NASA’s Opportunity rover has demonstrated some rocks on
Mars probably formed as deposits at the bottom of a body of
gently flowing saltwater.
"We think Opportunity is parked on what was once the
shoreline of a salty sea on Mars," said Dr. Steve Squyres of
Cornell University, Ithaca, N.Y., principal investigator for
the science payload on Opportunity and its twin Mars
Exploration Rover, Spirit.
Clues gathered so far do not tell how long or how long ago
liquid water covered the area. To gather more evidence, the
rover’s controllers plan to send Opportunity out across a
plain toward a thicker exposure of rocks in the wall of a
crater.
NASA’s Associate Administrator for Space Science Dr. Ed
Weiler said, "This dramatic confirmation of standing water in
Mars’ history builds on a progression of discoveries about
that most Earthlike of alien planets. This result gives us
impetus to expand our ambitious program of exploring Mars to
learn whether microbes have ever lived there and, ultimately,
whether we can."
□ □ □ □
> _Tasks and exercises_:
1) In the text on Opportunity's findings, list each phrase that names the water that once existed on Mars.
2) Write out word for word the stretch of the text on Opportunity's findings from "NASA’s Opportunity rover" through "Exploration Rover, Spirit.".

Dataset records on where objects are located
□ □ □ □
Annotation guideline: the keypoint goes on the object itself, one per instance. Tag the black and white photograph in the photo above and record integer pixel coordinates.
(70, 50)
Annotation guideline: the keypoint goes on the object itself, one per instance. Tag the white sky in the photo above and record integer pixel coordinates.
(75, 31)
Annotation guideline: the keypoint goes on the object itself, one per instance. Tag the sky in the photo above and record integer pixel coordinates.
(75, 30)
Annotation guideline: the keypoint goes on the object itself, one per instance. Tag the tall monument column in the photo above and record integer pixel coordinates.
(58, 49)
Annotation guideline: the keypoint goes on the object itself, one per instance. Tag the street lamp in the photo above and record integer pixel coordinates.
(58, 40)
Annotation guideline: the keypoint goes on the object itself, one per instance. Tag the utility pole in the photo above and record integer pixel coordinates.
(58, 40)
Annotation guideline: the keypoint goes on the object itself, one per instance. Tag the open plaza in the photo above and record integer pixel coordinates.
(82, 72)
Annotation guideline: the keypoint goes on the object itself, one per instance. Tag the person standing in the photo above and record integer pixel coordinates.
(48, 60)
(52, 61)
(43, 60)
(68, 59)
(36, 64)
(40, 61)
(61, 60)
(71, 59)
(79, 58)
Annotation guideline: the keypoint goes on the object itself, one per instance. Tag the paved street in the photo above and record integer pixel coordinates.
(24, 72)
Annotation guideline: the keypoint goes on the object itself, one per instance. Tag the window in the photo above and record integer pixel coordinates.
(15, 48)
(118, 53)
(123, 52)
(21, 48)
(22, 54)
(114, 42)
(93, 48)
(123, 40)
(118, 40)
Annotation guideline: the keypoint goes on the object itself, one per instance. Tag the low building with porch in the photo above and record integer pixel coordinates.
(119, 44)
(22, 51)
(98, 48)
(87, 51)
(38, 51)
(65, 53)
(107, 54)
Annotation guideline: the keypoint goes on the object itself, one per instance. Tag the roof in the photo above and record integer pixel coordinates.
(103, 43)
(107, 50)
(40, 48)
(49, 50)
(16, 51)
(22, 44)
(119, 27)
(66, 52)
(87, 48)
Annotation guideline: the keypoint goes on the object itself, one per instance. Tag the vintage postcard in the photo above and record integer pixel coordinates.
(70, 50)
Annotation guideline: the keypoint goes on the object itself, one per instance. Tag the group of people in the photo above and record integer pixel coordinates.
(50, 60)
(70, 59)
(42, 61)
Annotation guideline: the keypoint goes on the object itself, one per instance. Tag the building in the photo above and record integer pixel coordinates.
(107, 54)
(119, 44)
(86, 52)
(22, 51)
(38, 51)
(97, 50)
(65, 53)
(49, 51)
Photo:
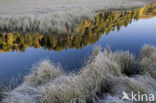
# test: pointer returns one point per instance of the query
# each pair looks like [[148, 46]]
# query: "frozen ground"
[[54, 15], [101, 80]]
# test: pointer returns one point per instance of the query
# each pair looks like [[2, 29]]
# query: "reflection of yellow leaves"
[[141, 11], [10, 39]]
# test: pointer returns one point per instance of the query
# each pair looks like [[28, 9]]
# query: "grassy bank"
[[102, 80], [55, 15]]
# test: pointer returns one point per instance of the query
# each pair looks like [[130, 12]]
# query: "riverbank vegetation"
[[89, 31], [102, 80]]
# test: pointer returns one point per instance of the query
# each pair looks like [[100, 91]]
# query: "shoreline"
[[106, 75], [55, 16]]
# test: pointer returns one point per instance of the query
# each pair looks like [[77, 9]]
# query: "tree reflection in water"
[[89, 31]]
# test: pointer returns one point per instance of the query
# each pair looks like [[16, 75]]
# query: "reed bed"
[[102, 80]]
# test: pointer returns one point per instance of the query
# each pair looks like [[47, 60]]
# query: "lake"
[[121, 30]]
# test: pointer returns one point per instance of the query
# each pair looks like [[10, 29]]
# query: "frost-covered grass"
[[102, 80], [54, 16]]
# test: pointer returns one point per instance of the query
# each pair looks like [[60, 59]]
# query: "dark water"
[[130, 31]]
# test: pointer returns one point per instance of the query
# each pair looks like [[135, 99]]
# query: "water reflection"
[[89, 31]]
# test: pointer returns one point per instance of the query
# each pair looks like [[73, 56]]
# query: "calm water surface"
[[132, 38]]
□ □ □ □
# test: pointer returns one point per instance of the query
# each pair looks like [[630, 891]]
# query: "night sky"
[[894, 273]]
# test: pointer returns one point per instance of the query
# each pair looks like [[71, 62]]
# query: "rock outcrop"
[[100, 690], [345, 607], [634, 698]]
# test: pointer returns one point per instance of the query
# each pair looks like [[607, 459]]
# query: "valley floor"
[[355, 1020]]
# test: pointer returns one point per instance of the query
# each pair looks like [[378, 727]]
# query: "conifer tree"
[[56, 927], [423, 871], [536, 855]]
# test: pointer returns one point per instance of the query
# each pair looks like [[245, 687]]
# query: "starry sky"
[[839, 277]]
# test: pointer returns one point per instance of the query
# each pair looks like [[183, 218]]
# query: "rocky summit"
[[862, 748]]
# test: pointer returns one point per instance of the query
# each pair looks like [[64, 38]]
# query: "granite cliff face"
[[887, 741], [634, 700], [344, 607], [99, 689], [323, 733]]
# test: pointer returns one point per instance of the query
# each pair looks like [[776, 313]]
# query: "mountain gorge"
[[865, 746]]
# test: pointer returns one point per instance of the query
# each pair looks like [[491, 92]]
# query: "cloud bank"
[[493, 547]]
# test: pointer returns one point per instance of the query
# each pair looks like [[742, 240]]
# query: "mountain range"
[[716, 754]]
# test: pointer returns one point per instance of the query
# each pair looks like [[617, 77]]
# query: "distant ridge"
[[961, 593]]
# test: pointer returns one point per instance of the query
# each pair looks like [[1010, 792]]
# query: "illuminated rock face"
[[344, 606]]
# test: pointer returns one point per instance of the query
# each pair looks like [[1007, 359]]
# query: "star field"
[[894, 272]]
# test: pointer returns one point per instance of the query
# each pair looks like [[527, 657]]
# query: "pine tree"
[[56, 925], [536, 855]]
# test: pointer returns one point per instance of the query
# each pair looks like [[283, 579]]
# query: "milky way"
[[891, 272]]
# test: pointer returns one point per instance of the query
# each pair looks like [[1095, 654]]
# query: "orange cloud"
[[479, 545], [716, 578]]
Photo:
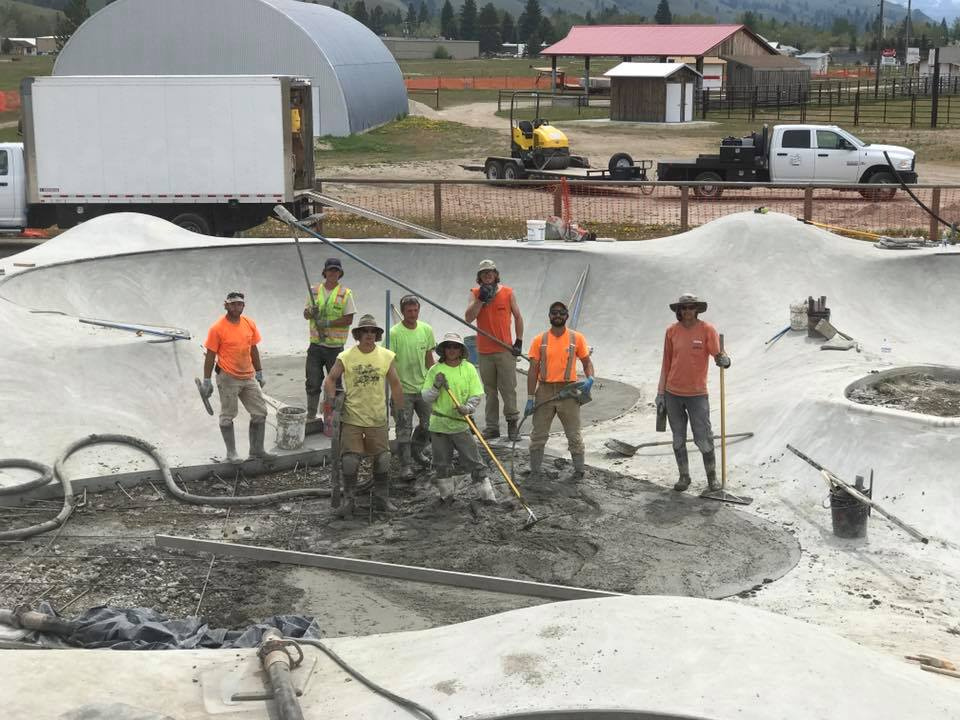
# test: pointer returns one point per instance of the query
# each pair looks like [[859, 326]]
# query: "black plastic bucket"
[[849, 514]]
□ □ □ □
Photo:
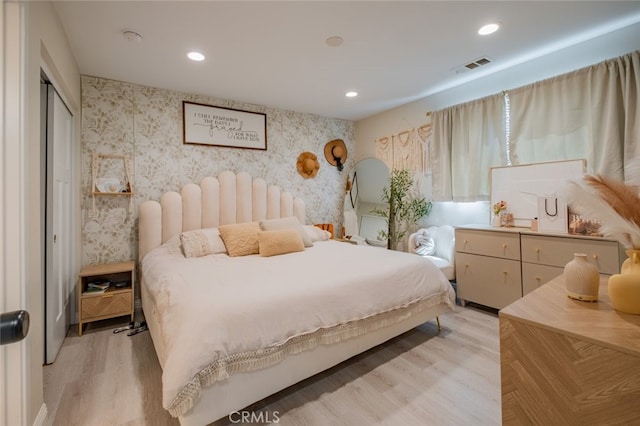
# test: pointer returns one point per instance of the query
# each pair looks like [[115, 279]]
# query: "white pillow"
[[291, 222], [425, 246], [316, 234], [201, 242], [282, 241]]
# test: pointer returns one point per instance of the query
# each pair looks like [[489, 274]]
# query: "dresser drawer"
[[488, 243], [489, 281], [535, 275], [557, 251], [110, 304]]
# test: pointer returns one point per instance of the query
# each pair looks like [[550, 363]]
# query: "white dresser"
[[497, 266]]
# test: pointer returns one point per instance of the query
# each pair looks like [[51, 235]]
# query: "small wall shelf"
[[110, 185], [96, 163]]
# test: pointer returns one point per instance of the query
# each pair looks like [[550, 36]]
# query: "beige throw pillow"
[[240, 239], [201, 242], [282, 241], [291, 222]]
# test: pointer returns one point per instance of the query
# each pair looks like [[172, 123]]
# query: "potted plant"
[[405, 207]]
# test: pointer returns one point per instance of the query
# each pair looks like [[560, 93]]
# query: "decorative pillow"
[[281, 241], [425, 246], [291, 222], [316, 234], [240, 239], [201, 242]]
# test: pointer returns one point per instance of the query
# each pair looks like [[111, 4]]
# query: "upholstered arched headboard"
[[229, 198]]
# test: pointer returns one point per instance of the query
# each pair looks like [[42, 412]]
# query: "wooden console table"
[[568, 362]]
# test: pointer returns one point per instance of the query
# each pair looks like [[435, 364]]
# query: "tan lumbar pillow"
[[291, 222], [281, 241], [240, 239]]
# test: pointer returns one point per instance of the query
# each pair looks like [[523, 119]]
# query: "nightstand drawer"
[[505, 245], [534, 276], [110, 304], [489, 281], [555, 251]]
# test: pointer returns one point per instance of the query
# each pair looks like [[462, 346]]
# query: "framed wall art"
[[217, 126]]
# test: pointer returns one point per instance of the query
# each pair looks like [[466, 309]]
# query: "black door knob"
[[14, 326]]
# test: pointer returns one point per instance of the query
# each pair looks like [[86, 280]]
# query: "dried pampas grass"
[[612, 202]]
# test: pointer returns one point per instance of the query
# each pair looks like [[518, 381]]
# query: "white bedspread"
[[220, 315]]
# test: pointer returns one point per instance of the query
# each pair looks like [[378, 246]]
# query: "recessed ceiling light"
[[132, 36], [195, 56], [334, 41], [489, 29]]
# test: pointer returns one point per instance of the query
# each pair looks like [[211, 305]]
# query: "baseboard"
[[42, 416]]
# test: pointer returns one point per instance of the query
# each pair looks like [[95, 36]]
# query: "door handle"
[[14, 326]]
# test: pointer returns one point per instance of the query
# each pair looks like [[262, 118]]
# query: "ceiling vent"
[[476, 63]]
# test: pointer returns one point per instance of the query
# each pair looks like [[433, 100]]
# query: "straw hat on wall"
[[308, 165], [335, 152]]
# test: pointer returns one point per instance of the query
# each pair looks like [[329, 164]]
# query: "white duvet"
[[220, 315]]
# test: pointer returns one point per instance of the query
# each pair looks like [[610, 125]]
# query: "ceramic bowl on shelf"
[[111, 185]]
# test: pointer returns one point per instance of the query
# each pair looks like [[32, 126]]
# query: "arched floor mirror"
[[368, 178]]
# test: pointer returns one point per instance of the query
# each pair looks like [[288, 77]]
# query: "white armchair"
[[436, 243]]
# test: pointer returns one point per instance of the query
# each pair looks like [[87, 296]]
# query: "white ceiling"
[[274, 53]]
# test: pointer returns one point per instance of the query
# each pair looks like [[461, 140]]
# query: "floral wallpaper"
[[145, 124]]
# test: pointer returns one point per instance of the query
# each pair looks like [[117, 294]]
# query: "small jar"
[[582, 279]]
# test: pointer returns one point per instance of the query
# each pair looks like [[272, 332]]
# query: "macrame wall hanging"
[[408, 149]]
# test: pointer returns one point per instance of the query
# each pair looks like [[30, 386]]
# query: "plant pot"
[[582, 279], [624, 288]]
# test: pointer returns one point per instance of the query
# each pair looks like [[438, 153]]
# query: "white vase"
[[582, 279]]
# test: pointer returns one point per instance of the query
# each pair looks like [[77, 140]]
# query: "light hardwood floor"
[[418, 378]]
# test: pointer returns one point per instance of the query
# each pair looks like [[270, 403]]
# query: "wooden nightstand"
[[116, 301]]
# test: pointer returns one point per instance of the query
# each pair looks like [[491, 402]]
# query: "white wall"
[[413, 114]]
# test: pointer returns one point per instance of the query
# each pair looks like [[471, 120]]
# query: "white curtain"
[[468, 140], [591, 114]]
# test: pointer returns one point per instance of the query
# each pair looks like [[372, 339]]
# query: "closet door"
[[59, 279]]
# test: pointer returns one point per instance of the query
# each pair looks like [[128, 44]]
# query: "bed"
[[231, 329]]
□ □ □ □
> _The solutions_:
1)
- a body of gently flowing saltwater
- a salty sea
- liquid water
- standing water

2)
NASA’s Opportunity rover has demonstrated some rocks on
Mars probably formed as deposits at the bottom of a body of
gently flowing saltwater.
"We think Opportunity is parked on what was once the
shoreline of a salty sea on Mars," said Dr. Steve Squyres of
Cornell University, Ithaca, N.Y., principal investigator for
the science payload on Opportunity and its twin Mars
Exploration Rover, Spirit.